Find every line in the records below that contains the word "cluster" and copy each one out in full. Matching is case-sensitive.

--- START ---

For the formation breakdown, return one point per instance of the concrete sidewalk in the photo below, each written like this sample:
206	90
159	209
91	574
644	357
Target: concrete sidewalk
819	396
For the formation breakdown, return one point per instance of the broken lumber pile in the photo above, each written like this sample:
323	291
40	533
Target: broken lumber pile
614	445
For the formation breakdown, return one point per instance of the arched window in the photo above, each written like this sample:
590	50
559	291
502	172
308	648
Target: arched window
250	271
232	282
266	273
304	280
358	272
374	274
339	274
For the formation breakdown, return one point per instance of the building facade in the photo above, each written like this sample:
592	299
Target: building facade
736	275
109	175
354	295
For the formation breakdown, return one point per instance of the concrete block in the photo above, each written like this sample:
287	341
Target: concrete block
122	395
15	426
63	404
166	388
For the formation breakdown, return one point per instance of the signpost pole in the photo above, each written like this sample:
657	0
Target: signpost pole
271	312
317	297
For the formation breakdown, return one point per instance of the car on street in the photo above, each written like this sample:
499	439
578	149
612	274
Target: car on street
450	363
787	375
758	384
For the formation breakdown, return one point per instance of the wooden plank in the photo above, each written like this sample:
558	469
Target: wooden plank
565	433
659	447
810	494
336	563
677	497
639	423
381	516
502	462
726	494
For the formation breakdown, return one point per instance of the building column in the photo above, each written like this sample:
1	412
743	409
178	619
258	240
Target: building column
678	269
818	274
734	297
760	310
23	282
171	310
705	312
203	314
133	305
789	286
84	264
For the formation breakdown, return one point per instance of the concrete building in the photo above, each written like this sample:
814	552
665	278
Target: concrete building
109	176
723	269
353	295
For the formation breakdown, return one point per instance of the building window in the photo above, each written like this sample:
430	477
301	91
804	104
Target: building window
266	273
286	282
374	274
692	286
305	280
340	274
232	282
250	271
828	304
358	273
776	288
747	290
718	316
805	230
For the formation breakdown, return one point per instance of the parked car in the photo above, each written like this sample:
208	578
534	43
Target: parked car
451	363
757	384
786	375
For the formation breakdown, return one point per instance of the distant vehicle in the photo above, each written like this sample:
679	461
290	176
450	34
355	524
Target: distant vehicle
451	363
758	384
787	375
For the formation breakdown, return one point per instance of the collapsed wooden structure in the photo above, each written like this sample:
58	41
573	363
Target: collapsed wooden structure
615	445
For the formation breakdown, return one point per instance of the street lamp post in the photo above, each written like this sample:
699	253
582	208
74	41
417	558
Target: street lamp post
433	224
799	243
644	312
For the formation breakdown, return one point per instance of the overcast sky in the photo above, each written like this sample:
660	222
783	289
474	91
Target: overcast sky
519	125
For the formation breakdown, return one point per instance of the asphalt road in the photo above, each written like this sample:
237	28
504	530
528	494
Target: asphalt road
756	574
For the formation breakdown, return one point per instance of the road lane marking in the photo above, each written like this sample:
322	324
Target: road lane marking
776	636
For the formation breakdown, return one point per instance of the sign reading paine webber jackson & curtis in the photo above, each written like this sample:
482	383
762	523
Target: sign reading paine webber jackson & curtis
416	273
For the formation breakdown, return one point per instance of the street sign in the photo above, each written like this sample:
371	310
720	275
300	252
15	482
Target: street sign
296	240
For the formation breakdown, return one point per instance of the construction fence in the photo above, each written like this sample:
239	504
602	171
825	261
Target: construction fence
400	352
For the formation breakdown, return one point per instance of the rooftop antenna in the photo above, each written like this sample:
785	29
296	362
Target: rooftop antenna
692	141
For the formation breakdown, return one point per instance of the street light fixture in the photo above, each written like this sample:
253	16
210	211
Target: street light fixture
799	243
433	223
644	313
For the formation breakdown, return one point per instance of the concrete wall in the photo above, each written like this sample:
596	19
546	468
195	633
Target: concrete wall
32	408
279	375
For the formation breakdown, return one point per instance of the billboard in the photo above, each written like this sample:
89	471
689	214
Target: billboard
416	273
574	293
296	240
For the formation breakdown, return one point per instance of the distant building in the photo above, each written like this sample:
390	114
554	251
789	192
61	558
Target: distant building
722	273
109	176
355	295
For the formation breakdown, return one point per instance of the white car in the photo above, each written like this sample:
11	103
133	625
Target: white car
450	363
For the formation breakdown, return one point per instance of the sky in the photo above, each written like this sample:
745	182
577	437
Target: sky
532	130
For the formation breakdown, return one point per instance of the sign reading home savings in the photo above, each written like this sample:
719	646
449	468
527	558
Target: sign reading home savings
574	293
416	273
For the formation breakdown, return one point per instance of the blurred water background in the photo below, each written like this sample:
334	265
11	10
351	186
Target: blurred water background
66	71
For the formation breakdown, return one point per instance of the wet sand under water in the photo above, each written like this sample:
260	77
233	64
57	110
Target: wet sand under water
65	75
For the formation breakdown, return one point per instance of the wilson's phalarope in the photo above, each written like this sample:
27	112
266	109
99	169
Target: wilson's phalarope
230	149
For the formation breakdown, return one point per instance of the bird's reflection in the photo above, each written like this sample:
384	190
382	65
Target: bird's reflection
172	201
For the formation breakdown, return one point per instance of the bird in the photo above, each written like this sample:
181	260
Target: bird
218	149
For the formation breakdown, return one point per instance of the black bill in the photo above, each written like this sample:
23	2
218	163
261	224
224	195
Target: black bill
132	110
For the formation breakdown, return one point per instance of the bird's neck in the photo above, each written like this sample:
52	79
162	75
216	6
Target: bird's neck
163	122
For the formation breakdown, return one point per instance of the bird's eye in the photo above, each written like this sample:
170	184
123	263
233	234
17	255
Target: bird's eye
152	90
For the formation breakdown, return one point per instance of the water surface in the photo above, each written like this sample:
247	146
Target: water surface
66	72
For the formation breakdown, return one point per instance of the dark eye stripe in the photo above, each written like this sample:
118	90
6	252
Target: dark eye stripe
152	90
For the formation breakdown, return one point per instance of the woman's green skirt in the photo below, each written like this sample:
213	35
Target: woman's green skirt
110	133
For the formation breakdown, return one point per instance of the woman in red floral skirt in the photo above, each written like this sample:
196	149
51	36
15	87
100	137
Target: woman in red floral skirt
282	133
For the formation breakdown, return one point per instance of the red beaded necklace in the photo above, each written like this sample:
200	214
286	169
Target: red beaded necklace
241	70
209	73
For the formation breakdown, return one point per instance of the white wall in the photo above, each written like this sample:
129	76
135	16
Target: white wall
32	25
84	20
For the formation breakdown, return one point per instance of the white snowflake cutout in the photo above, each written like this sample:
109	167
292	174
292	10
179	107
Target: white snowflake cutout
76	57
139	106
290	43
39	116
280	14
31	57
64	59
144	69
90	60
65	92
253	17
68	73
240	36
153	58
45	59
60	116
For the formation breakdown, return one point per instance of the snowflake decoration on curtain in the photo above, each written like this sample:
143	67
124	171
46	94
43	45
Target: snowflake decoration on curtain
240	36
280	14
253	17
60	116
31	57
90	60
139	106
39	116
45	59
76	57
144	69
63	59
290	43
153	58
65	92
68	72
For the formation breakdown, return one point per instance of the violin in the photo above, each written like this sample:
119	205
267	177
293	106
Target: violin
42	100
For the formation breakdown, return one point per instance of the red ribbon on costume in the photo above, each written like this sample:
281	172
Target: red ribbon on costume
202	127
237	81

--- END ---
--- START ---

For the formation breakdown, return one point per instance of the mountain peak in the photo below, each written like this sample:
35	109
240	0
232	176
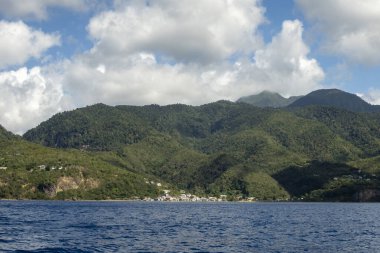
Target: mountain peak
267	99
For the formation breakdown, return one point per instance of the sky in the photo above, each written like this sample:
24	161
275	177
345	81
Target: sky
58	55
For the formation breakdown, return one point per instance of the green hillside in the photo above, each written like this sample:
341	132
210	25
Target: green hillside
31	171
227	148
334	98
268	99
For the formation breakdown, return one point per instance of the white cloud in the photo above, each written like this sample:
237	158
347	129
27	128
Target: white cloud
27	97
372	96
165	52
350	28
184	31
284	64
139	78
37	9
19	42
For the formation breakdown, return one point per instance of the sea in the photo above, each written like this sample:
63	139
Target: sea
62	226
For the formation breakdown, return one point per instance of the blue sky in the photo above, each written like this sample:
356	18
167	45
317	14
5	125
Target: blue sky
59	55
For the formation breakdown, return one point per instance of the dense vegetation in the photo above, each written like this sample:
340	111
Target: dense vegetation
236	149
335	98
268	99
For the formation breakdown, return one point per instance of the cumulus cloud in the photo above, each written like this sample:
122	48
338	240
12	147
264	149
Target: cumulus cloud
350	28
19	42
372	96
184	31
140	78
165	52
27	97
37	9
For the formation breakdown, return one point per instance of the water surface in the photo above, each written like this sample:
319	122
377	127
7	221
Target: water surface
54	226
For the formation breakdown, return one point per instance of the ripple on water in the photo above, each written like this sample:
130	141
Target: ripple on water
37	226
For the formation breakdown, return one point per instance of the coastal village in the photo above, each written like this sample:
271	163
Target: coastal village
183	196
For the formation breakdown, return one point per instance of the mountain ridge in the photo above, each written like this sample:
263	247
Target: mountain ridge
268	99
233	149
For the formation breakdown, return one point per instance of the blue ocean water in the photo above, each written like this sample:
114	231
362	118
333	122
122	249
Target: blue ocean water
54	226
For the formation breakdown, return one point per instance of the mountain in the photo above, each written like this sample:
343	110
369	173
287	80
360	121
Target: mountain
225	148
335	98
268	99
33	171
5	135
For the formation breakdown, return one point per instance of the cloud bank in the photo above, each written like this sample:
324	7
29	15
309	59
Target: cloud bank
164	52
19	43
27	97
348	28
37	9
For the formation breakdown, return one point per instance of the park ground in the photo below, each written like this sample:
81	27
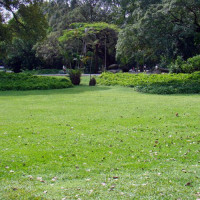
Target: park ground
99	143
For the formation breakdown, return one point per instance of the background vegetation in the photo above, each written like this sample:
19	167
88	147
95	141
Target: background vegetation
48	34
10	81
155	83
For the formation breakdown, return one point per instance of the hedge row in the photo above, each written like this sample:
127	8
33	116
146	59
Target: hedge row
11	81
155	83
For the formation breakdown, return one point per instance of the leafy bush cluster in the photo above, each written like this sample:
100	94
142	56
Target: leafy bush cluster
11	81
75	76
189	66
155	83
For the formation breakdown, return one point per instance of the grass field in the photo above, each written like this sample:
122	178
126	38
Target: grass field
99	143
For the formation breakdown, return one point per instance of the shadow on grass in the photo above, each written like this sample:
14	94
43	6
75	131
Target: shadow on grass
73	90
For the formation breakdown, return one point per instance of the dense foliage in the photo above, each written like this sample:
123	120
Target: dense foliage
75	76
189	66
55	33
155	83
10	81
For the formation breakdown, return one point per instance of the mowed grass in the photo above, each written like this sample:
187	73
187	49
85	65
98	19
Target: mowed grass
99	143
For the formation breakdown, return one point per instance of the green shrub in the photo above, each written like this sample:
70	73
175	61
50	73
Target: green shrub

--- END ---

__RESULT OF THIS TASK__:
For the formation breakdown, return one point per instance of the leafy bush cluster in the photo above, each written like this sample:
Target: leafy bush cluster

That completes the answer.